EXERCISE PROMPT => Output every record below exactly as it appears.

:::

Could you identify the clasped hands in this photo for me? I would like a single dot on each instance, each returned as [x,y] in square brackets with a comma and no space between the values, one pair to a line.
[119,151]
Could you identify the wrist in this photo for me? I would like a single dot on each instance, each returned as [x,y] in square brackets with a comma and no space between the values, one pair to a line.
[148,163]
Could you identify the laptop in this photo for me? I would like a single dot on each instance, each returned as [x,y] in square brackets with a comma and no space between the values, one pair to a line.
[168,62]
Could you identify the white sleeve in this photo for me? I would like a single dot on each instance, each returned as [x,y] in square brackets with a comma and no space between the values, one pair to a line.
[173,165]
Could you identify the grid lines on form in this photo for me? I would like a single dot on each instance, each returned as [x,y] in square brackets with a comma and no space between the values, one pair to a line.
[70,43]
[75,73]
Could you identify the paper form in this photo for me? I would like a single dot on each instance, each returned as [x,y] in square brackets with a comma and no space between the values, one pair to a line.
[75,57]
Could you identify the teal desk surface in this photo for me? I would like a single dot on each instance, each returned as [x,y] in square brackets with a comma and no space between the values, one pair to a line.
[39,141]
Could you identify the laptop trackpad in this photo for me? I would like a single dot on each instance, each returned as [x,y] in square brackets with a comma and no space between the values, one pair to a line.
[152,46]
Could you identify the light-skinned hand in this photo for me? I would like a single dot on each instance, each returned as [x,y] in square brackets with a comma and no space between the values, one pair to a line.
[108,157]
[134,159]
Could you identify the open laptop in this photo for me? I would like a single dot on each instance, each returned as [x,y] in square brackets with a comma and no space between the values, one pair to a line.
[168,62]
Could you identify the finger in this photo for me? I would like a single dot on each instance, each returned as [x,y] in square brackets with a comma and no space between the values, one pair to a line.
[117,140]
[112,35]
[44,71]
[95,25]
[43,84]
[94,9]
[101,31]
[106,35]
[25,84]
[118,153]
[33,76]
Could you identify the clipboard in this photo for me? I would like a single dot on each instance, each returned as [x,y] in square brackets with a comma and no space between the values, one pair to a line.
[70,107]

:::

SOLUTION FOR THIS PROBLEM =>
Could you identify the clasped hands in this photo for me? I would like a single dot on each instance, each returned as [x,y] in square brackets with a comma and no space between the values, one pair to a line.
[119,151]
Could you identify the wrist in this photo for me? I would like a single dot on each instance, each returned as [x,y] in square brackets with a comma and no space between the values, one pair to a line.
[148,163]
Could you identify the laptop in this photo for me? I would like a single dot on each instance, each returned as [x,y] in square brackets with a comma and no space between the values, one pair to a line.
[168,62]
Could you identify the white sleeve in this photo for me? I would like a single dot on each instance, each returned as [x,y] in square brackets with a comma and no space between the values, one pair to a line.
[173,165]
Could you identify the grid lines on form in this photo for me? I would like a single dot on each instance, each returned as [x,y] in square brackets with a comma and no space between the values, one pair to a line.
[70,43]
[75,73]
Could you identify the paper form in this photo for me? I would like a single dot on each instance, each returned as [x,y] in square brackets with a comma and no space between the values, one pair to a line.
[75,57]
Could you identify the teal desk surface in this photo for me? I would like a single dot on each instance, each returned as [x,y] in square brackets with a comma and no space between the values, one pair to a line.
[39,141]
Could you identify the laptop trackpad in this photo for me? I would like a single dot on each instance, each returned as [x,y] in square brackets with a comma and no space between the values, one pair to a line.
[152,46]
Could you identify the light-skinned hand in this photo for me? I would like a single dot on each instance, each returned as [x,y] in square brackets with a comma and no space between the values, one pair to a line.
[108,157]
[134,159]
Could you identify the open laptop in this photo for me? I would like a single dot on each instance, each returned as [x,y] in square brackets with a comma and no space between the values, one pair to a line.
[168,62]
Could you identify the finger in this photo for me? I would like a single dot on each instance, each returned as [x,y] in square brackets with a comma and no space between the values, one pair to a line.
[117,140]
[112,35]
[44,71]
[95,25]
[43,84]
[94,9]
[101,31]
[106,35]
[25,84]
[118,153]
[33,76]
Could you identify the clipboard in this photo for me? I would like a single dot on each instance, each returned as [x,y] in square brackets with a comma and no space between the values, one pair to a line.
[70,107]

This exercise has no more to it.